[Bloc de texte]

Mercredi, le Tribunal de l’UE, compétent pour les litiges entre l’Union européenne et ses agents, concernant par exemple, la rémunération, la promotion ou la carrière, s’est exprimé sur la saisie de James Flett. “Le requérant a été reçu à un entretien (…) de même que les deux autres candidats encore en lice. À l’issue de la seconde phase, le comité consultatif sur les nominations a estimé que le requérant ne possédait pas le ‘bon dosage de compétences et d’expérience’ et ne l’a pas retenu pour un entretien avec la présidente de la Commission. Seul A, un autre candidat, a été sélectionné pour cet entretien”, rappelle l’arrêt.
James Flett a effectué une réclamation, peut-on encore lire, que la Commission a vite rejetée. Près de trois ans plus tard, il obtient gain de cause. La Cour affirme que la CE a bien enfreint ses règles en déléguant ces auditions de poste au bras droit d’Ursula von der Leyen. Ceci constituait “une violation d’une forme substantielle”, entraînant l’annulation de la nomination en question. Ursula von der Leyen et son bras droit n’ont pas “démontré” des “impératifs de service” qui auraient justifié la délégation de l’entretien.
De ce fait, “la décision de la Commission européenne du 25 janvier 2023 portant nomination du conseiller juridique principal de l’équipe chargée de la politique du commerce et de l’Organisation Mondiale du Commerce du service juridique de la Commission est annulée”. En outre, “la Commission supportera ses propres dépens ainsi que ceux exposés par M. James Flett” dans cette affaire. La Commission dispose de deux mois et demi pour faire appel de cet arrêt.
Un camouflet de plus
Plusieurs fois associée pour du népotisme et des conflits d’intérêts, avec les contrats de consulting octroyé à des proches et sans appel d’offres lors de son passage au ministère allemand de la Défense, ou encore l’implication de son mari dans des sociétés bénéficiaires de fonds européens, la présidente de la Commission, Ursula von der Leyen, poursuit sa descente sur une pente savonneuse. Visée par plusieurs critiques majeures relatives à sa gouvernance à la tête de la Commission européenne, elle est au centre des affaires les plus controversées, comme le Pfizergate, ce scandale qui a éclaté suite à la révélation d’échanges privés de SMS entre la présidente et le PDG de Pfizer, Albert Bourla, durant les négociations de contrats pour l’achat de vaccins anti-Covid.

[/Bloc de texte]
[Données enregistrées]

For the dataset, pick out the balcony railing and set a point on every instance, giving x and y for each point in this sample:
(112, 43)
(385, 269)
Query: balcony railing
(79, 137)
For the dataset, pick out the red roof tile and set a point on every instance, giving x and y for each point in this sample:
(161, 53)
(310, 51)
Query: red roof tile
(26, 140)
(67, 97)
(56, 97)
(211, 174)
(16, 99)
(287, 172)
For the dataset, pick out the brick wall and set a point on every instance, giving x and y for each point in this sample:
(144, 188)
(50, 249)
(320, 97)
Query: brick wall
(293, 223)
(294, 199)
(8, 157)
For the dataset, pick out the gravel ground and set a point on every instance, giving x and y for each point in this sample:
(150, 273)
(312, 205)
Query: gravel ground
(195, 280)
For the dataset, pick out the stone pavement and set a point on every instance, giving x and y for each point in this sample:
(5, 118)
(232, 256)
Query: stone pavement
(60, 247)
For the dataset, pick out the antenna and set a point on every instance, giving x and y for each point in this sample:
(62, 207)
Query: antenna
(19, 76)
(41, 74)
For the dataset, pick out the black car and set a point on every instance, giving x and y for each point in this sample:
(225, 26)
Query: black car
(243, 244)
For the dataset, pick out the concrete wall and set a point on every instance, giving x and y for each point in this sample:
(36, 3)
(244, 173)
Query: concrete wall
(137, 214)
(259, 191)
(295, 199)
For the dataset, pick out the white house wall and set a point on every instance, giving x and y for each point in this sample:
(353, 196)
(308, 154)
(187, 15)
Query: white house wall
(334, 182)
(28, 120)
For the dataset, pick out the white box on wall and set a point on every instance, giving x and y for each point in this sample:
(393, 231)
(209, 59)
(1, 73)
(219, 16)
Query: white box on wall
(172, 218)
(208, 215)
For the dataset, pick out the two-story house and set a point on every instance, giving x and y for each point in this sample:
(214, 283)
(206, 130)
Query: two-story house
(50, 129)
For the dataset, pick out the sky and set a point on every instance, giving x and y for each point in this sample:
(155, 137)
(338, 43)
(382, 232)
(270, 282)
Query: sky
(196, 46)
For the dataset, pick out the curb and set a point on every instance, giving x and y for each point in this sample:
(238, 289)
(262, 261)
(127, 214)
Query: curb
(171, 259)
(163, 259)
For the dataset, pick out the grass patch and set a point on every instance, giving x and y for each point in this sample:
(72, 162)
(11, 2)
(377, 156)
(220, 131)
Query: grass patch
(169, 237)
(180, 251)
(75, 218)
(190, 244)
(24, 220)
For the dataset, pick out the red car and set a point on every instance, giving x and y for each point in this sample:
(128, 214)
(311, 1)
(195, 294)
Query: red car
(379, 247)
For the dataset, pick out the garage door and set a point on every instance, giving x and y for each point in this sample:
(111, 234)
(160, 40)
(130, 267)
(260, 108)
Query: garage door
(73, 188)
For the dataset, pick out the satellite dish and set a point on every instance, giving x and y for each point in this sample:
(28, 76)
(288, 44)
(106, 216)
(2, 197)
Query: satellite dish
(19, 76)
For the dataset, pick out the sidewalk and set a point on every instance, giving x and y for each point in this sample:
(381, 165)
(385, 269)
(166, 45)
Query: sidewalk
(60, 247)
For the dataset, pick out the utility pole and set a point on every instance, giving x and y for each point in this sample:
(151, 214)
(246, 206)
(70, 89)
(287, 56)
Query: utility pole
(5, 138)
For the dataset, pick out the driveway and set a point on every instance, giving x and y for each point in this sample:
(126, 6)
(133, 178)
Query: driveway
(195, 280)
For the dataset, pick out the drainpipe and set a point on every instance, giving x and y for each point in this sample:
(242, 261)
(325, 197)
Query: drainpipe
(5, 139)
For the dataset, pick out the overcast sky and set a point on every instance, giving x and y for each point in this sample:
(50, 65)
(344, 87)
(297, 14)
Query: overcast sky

[/Données enregistrées]

Tâches à réaliser »
1/ Répondez à ces questions d'après le texte sur l'affaire James Flett :
(a) Quel candidat le comité consultatif a-t-il sélectionné pour l'entretien avec la présidente de la Commission ?
(b) De quel délai la Commission dispose-t-elle pour faire appel de l'arrêt ?
(c) Avec qui la présidente de la Commission a-t-elle échangé des SMS dans le scandale du Pfizergate ?
2/ Recopiez à l'identique le passage du texte sur l'affaire James Flett qui va de « Un camouflet de » jusqu'à « de vaccins anti-Covid. ».
3/ Dans le texte sur l'affaire James Flett, présentez sous forme de liste le paragraphe qui commence par « De ce fait », en conservant ses faits principaux.

Réponses dans l'ordre »
1/
(a) Seul A, un autre candidat.
(b) Deux mois et demi.
(c) Avec Albert Bourla, le PDG de Pfizer.

2/
Un camouflet de plus
Plusieurs fois associée pour du népotisme et des conflits d’intérêts, avec les contrats de consulting octroyé à des proches et sans appel d’offres lors de son passage au ministère allemand de la Défense, ou encore l’implication de son mari dans des sociétés bénéficiaires de fonds européens, la présidente de la Commission, Ursula von der Leyen, poursuit sa descente sur une pente savonneuse. Visée par plusieurs critiques majeures relatives à sa gouvernance à la tête de la Commission européenne, elle est au centre des affaires les plus controversées, comme le Pfizergate, ce scandale qui a éclaté suite à la révélation d’échanges privés de SMS entre la présidente et le PDG de Pfizer, Albert Bourla, durant les négociations de contrats pour l’achat de vaccins anti-Covid.

3/
- La décision de la Commission européenne du 25 janvier 2023 est annulée. Elle nommait le conseiller juridique principal de l'équipe chargée de la politique du commerce et de l'Organisation mondiale du commerce du service juridique de la Commission.
- La Commission supportera ses propres dépens ainsi que ceux de M. James Flett.
- La Commission dispose de deux mois et demi pour faire appel de l'arrêt.